*WHAT IS REQUIRED:* Restate word for word the lines from the one containing "Reviewer check: each instance of the trench coat collar" through the end of the listing below, with both ends included.

*STORED ROWS:*
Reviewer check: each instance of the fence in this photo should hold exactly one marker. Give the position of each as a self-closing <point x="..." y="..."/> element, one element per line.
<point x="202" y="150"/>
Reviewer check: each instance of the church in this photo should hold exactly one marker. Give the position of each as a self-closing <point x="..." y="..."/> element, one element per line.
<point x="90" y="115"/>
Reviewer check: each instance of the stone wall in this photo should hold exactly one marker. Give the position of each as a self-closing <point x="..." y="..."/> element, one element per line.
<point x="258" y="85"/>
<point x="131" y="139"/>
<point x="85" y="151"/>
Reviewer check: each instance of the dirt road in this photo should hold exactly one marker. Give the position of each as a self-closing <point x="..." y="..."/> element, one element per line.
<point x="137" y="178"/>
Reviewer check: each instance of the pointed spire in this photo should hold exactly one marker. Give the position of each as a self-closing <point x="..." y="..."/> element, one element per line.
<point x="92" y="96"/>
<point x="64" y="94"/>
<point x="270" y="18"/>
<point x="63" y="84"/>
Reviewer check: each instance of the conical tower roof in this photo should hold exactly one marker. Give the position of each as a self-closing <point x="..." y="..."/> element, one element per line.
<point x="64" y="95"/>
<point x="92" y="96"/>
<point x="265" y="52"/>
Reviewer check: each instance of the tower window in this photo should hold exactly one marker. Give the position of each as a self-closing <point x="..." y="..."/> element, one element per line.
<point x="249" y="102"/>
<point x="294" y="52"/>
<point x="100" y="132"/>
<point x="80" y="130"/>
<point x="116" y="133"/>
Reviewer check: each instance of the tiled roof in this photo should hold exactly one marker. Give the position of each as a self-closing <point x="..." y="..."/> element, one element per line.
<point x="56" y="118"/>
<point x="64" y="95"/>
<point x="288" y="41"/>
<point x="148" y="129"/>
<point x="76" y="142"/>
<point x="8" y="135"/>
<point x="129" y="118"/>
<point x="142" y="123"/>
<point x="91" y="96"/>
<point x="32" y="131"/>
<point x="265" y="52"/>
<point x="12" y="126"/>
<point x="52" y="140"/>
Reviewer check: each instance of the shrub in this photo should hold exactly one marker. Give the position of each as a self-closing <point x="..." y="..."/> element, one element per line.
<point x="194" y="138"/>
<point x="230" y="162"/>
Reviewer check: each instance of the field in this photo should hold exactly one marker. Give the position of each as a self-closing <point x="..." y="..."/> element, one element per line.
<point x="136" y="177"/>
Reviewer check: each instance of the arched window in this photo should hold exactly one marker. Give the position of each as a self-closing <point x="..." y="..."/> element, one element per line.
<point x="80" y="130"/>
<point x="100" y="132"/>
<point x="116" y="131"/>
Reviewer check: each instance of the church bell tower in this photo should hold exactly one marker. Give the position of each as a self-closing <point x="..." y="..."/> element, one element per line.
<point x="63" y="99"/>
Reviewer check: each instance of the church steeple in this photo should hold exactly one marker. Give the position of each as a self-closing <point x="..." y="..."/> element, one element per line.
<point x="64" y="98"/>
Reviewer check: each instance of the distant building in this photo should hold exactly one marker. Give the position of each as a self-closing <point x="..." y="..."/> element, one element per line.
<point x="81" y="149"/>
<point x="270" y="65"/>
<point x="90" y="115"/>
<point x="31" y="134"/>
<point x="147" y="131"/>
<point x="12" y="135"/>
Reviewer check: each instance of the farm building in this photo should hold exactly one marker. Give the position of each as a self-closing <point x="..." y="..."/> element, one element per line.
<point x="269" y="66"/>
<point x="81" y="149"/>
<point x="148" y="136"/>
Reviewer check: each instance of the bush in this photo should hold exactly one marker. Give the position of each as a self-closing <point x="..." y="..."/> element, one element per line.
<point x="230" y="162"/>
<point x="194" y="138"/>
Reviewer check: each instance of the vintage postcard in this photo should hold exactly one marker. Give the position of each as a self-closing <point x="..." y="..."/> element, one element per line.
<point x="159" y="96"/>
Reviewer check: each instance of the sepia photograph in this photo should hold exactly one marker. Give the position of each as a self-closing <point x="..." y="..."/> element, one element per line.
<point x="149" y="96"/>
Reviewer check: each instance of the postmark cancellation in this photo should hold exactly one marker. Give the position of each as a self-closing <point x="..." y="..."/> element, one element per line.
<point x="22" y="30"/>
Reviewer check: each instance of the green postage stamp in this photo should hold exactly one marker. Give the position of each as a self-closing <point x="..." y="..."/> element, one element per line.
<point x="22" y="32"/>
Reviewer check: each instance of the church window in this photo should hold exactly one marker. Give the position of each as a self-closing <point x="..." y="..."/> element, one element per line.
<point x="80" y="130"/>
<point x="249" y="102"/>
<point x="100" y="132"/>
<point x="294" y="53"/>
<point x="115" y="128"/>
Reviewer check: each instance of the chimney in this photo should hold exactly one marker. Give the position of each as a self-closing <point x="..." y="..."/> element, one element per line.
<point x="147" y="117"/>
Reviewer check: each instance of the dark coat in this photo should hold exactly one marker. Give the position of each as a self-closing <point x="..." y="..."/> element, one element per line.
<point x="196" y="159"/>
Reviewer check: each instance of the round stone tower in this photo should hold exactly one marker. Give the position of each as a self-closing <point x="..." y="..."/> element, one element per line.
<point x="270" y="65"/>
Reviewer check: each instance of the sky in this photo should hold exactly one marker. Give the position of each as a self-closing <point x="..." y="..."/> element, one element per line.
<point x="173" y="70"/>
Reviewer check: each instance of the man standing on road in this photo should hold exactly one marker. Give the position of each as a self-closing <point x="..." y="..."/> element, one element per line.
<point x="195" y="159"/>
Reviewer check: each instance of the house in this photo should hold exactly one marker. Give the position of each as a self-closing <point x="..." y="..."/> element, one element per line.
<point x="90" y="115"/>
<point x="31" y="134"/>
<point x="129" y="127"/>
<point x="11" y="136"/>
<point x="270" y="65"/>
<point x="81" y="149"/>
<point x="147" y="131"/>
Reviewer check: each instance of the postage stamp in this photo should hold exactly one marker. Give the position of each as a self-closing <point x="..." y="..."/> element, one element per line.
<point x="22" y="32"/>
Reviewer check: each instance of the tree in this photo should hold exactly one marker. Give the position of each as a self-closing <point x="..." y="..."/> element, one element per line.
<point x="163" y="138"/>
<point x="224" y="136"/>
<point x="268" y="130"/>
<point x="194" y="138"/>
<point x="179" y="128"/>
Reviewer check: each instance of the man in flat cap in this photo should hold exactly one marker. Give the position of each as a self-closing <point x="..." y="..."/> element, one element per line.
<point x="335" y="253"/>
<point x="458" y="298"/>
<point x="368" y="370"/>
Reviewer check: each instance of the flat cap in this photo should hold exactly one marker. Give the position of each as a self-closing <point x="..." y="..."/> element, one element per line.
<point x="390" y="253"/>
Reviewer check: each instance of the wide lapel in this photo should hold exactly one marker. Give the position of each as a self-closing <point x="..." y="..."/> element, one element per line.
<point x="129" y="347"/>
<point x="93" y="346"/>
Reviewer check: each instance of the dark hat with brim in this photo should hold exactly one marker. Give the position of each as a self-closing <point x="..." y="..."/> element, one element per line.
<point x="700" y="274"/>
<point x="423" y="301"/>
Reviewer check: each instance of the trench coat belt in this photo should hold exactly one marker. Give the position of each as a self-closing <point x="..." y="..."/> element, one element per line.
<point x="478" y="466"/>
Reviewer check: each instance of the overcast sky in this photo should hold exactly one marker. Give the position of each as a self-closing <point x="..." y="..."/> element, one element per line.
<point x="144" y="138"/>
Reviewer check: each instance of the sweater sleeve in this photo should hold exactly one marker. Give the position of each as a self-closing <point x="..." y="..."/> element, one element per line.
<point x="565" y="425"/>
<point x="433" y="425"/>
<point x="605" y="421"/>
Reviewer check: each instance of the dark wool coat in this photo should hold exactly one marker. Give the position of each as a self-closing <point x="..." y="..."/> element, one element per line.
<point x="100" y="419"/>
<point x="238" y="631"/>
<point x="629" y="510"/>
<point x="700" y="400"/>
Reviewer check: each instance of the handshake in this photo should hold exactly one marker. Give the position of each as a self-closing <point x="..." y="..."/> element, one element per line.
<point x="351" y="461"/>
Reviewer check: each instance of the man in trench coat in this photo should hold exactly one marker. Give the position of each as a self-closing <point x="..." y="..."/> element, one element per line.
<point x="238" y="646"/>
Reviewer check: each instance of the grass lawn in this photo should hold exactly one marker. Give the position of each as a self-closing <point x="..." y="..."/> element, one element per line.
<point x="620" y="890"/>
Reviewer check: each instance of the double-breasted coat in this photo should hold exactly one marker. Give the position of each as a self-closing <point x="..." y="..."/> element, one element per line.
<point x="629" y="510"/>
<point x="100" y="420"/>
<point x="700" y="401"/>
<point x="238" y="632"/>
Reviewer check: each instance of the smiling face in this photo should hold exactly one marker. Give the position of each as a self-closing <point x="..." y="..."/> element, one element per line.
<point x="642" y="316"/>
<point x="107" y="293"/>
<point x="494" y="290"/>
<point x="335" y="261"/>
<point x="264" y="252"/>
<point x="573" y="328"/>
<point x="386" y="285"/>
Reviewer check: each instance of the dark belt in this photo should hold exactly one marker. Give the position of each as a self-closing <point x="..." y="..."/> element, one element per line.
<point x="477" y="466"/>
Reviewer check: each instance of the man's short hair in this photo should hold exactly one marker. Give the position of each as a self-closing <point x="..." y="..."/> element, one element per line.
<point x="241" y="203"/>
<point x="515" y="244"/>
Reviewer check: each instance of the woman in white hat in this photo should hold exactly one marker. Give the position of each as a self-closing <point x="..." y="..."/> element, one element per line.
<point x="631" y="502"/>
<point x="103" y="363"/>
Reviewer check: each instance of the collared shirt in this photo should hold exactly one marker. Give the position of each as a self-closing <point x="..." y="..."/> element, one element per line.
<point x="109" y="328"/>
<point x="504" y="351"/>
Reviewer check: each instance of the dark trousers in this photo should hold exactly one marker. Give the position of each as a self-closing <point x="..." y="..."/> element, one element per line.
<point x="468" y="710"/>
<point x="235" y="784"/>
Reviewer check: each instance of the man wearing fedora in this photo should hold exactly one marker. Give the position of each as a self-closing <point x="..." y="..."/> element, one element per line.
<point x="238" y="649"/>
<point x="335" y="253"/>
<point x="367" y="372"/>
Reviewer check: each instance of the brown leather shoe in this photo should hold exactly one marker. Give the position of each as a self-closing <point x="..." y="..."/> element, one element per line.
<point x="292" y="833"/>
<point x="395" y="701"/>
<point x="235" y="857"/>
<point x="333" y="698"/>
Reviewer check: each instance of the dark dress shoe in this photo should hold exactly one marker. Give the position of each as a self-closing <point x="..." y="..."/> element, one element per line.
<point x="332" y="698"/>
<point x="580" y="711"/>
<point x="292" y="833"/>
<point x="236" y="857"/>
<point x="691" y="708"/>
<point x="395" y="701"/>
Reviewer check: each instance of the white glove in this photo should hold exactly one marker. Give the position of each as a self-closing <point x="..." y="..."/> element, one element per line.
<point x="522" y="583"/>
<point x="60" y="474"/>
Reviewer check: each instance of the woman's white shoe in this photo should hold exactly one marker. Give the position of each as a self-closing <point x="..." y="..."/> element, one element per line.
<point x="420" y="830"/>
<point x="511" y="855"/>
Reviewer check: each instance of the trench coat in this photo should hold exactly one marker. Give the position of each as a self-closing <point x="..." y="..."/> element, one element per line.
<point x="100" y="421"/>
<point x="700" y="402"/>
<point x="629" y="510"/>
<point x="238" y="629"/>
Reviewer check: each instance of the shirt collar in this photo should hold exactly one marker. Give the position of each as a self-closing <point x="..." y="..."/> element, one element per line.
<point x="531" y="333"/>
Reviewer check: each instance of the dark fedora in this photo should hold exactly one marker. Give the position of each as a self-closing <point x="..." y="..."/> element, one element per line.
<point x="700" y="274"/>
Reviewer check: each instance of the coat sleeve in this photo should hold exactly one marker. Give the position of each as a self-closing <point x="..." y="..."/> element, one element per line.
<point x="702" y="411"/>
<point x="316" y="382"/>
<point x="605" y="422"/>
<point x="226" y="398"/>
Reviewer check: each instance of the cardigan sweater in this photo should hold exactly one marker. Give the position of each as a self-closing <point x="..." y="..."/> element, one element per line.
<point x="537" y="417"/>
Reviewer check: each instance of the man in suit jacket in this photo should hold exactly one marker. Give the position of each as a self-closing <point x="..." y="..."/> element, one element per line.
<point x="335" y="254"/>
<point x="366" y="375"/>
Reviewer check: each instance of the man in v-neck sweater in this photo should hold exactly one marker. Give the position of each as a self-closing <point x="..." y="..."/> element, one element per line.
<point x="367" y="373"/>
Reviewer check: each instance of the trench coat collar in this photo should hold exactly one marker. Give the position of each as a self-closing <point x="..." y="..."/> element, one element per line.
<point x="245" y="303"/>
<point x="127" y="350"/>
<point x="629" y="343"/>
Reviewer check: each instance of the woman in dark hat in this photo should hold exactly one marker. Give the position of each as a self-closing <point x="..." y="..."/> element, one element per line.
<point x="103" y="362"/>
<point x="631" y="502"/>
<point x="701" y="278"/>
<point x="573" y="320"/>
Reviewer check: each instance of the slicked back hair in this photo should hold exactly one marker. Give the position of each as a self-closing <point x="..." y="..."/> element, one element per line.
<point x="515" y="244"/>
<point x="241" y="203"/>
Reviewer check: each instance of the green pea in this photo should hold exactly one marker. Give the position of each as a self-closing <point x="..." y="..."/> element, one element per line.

*TASK OUTPUT:*
Reviewer check: each instance of the trench coat collar in this photo should hold exactly one marker. Give the position of each as a self-closing <point x="..." y="..."/> element, one element per line.
<point x="245" y="303"/>
<point x="127" y="350"/>
<point x="629" y="343"/>
Reviewer check: each instance of the woman in dark hat in this photo should hold exactly one marker. Give the position of each as a self-closing <point x="..." y="..."/> element, one element per line.
<point x="103" y="362"/>
<point x="631" y="502"/>
<point x="701" y="278"/>
<point x="573" y="320"/>
Reviewer check: each instance of the slicked back hair in this photo should hold exactly one marker. Give the position of each as a self-closing <point x="..." y="..."/> element, one element per line.
<point x="515" y="244"/>
<point x="241" y="203"/>
Reviewer check: each instance of the green pea in this photo should hold exactly one marker. Give the position of each as a self-closing <point x="..." y="..."/> element, one element per line.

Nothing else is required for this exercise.